_Request A_
Count the lines in the records that contain the string "cream", and reply with the number alone.

_Text passage_
# Les gets aires



## tyson1 (Oct 1, 2012)

Hi any one got any info on the aires at les gets hopefully be there aprox 27 dec 2013 for about 7 days thanks


----------



## rosalan (Aug 24, 2009)

8O 8O 8O 8O :? 

Fascinating.. never been to Les Gets.
Lacking the capitol letter caught me out for a moment.

Alan


----------



## tyson1 (Oct 1, 2012)

And


----------



## Mrplodd (Mar 4, 2008)

"All The Aires" might be of some assistance!!


----------



## boringfrog (Sep 22, 2006)

Aire

More


----------



## boringfrog (Sep 22, 2006)

Cette aire devient la plus chère à 150km à la ronde, sachant qu'il n'y a ni WC ni douches, ni éclairage. Stationnement 14€/ jour ou 50€ la semaine + taxe de séjour 0€90 /personne et par jour + les services. Tout pour décourager l'arrêt dans cette commune, dommage pour le commerce local. :wink:


----------



## barryd (May 9, 2008)

We were there in the summer. Didn't stop on the aire as there are some great wild spots up around and beyond Praz de lys (spelling?) just up the road. I think the aire is quite pricey and didnt look nothing special to me. I think it was about €12 plus extra for services but I would have a look on www.campingcar-infos.com for the latest update.

The resort is nice enough with plenty going on and the area around is stunning. We worked our way down from lake Leman to Annecy. It's all superb.


----------



## tyson1 (Oct 1, 2012)

Any one know the prices of the aires at les gets


----------



## trevd01 (Oct 26, 2007)

The aire in Les Gets doesn't have any facilities AFAIK (see post in French above)

Alternatives:

Les Marmottes

There's also a campsite at St Jean d' Aulps which is open all year round (camping Le Solery - its not in many guides and doesn't have a website - some details here: Le Solery on Google+).

We have stayed there.

The Aire in Morzine closed a couple of years ago.

Do you have winter tyres and/or snow chains? Its c1,100 m at Les Gets and Morzine.


----------



## trevd01 (Oct 26, 2007)

barryd said:


> there are some great wild spots up around and beyond Praz de lys (spelling?) just up the road.


Not in December, though!

Many roads that you can drive in the summer don't exist in the winter (or if they do they are part of ski runs!)


----------



## barryd (May 9, 2008)

I'm pretty sure all the ones we stayed at will be open as they were near or at ski resorts. Maybe not though.


----------



## trevd01 (Oct 26, 2007)

barryd said:


> I'm pretty sure all the ones we stayed at will be open as they were near or at ski resorts. Maybe not though.


We have been there in December as well as the summer... 8)


----------



## tyson1 (Oct 1, 2012)

Yip I have both


----------



## GROUNDHOG (Mar 7, 2006)

only been there in the Summer but the big aire by the ski lift was closed ( we were moved on by the Police), there is a small aire in town where we didn't pay anything but it was absolutely packed.

Agree with Barry - stunning place!


----------



## trevd01 (Oct 26, 2007)

This is the parking at Ardent, last February.


----------



## cypsygal (Dec 19, 2009)

The link on boringfrog's post suggests that u can empty the necessary stuff and take on water. I would think that if u r contemplating skiing you will have /will buy a genny?

Having skied several time at Les Gets, from the lift next to this aire, I'd say it's as good as u will get. Right next to lift ( Perrieres) ski hire directly opposite ( over the bridge) it's a short walk to the main town, not too high an altitude - but reached -29 when we were there last!!

_Given data_
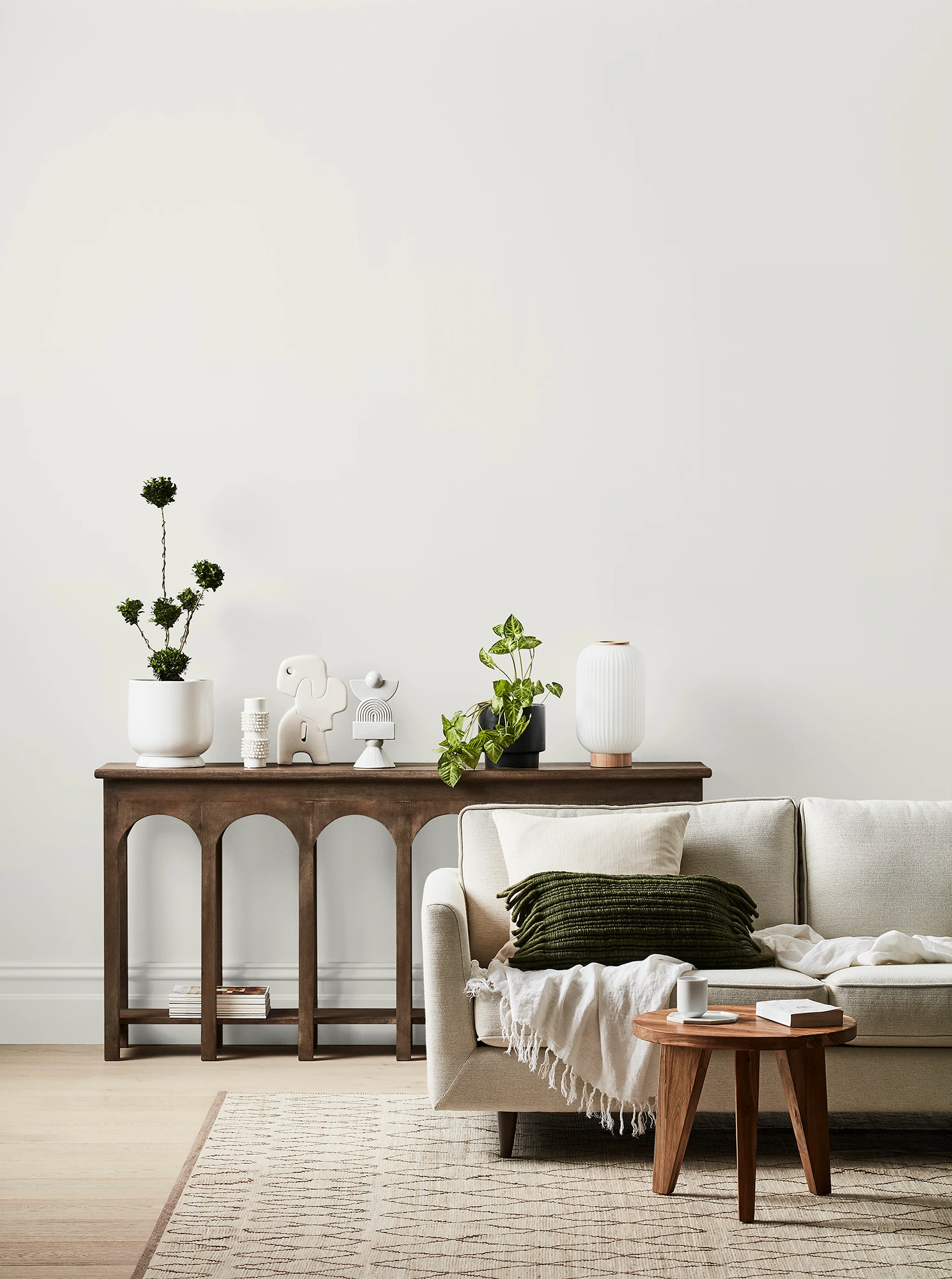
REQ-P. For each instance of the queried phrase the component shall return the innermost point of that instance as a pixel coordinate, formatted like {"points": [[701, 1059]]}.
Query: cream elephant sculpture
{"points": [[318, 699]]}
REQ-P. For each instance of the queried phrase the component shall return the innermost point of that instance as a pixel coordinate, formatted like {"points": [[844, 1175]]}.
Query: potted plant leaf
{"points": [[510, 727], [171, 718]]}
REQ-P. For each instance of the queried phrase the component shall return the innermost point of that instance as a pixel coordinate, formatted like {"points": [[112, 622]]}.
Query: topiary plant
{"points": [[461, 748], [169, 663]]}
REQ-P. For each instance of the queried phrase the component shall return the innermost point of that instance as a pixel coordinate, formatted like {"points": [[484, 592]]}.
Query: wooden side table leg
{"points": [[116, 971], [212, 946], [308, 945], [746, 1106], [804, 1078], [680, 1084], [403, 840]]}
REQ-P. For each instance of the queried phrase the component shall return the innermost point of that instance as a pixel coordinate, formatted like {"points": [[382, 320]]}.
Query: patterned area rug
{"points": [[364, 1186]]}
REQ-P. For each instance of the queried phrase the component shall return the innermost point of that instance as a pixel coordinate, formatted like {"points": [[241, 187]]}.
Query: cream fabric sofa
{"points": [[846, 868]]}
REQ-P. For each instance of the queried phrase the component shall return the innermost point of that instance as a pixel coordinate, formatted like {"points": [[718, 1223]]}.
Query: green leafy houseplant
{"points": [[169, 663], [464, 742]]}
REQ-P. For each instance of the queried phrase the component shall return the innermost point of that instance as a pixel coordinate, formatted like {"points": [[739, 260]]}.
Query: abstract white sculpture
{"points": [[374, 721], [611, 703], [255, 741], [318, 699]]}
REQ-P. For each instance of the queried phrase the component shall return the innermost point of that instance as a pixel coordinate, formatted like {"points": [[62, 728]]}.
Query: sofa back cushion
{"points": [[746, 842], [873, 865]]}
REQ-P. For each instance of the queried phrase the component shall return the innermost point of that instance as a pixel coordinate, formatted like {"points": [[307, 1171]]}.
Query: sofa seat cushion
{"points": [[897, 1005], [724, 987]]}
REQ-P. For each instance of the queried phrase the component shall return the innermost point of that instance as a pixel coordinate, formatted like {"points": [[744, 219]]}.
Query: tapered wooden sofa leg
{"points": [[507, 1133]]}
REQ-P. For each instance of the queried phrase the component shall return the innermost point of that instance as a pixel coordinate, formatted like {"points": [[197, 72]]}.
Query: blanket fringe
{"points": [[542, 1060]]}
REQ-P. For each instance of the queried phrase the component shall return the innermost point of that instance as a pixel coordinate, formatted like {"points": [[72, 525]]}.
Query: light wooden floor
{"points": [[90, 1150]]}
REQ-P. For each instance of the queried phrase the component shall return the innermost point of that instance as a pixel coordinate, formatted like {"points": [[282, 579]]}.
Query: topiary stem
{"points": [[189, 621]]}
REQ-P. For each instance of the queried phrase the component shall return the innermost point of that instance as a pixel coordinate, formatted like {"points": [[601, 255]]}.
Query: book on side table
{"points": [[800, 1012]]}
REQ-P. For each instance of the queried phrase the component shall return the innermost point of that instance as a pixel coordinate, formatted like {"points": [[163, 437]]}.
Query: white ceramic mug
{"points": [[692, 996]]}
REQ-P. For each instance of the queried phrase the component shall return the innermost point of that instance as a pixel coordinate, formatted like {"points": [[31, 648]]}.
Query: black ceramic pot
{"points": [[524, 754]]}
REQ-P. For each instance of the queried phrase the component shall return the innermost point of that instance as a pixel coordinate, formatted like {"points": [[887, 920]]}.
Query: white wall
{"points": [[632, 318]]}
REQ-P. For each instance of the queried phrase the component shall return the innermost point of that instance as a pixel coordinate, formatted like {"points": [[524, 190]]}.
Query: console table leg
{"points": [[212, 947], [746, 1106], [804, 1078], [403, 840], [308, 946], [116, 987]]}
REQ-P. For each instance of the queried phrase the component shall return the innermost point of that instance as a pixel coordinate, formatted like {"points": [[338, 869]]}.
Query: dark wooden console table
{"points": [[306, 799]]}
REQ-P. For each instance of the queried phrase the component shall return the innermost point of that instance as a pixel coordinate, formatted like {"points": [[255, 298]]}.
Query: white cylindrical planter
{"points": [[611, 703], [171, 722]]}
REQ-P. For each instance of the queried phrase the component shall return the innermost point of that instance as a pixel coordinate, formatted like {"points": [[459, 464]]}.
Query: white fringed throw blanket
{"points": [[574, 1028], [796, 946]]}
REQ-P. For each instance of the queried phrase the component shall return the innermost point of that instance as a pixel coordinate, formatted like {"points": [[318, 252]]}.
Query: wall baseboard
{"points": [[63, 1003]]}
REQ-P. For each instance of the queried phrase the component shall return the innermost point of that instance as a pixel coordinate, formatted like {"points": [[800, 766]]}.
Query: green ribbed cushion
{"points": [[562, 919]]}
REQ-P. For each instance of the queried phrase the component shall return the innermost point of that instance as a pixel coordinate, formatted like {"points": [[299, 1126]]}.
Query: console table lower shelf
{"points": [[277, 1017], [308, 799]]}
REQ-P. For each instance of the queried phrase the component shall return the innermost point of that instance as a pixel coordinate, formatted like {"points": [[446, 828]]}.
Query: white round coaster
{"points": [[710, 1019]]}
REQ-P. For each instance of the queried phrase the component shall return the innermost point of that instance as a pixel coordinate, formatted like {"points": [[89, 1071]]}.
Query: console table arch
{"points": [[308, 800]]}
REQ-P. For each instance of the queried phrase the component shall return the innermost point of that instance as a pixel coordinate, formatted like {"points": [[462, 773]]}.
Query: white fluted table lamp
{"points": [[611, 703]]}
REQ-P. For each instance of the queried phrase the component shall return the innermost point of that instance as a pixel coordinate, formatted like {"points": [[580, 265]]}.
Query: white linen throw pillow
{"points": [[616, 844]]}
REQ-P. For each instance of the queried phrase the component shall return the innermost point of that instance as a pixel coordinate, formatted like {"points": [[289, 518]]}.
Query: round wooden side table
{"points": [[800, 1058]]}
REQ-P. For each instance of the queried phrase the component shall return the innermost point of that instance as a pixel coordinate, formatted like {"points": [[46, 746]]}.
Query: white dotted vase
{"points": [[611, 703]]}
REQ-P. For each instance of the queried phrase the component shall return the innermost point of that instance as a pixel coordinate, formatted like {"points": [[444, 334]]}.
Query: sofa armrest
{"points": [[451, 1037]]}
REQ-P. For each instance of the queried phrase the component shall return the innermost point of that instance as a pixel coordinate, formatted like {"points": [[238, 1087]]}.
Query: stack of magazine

_Request B_
In the forum thread about aires at Les Gets, why does trevd01 answer "Not in December, though!" to the suggestion of wild spots beyond Praz de lys?

_Written solution A_
2

_Written solution B_
Many roads that can be driven in the summer don't exist in the winter, or if they do, they are part of ski runs.